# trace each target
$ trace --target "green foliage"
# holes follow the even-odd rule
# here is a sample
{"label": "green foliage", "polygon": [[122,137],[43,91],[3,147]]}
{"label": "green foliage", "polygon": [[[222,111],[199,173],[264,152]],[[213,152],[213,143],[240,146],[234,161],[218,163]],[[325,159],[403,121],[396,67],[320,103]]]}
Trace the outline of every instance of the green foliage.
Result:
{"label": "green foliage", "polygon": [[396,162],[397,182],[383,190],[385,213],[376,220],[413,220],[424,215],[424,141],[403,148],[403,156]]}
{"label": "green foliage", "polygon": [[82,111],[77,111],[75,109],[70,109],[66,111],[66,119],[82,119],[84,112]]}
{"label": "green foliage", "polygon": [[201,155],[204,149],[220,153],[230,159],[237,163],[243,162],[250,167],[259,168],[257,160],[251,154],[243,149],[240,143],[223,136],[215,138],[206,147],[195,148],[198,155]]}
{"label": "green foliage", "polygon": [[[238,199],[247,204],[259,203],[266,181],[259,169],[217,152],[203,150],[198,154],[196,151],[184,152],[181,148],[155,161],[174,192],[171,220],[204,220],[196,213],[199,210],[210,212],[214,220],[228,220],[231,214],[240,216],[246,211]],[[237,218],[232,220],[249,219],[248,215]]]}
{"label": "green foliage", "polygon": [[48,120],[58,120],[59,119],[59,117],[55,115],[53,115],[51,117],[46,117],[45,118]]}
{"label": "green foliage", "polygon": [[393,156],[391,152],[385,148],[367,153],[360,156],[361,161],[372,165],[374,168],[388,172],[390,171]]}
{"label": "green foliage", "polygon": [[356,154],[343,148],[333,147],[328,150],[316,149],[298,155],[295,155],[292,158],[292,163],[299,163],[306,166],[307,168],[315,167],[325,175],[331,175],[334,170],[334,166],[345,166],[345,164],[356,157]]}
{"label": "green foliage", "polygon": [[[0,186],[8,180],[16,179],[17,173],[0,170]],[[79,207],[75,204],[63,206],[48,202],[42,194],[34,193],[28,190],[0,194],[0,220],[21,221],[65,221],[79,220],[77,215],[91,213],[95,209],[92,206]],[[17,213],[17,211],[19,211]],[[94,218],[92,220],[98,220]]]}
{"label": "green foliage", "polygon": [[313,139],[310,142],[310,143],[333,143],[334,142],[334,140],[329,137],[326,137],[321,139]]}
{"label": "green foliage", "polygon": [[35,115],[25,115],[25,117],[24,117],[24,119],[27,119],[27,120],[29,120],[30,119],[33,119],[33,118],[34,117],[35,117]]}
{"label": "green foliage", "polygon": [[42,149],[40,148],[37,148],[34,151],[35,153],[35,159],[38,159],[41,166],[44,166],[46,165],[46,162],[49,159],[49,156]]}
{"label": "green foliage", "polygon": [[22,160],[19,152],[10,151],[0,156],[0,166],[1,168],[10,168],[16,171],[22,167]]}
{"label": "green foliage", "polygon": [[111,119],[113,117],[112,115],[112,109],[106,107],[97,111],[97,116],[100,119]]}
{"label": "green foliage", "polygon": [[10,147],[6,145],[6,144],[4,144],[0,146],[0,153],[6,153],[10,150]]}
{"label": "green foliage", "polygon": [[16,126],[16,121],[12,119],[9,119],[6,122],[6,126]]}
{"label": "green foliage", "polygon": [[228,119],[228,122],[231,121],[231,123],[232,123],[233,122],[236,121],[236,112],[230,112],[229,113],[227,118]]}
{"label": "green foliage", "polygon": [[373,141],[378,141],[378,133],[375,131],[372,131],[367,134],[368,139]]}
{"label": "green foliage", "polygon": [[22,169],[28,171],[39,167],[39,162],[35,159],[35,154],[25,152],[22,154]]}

++++++

WHAT IS EXPECTED: Extract every line of the material that contains the string "target", matching case exactly.

OUTPUT OF THE EXERCISE:
# trace each target
$ trace --target "green foliage"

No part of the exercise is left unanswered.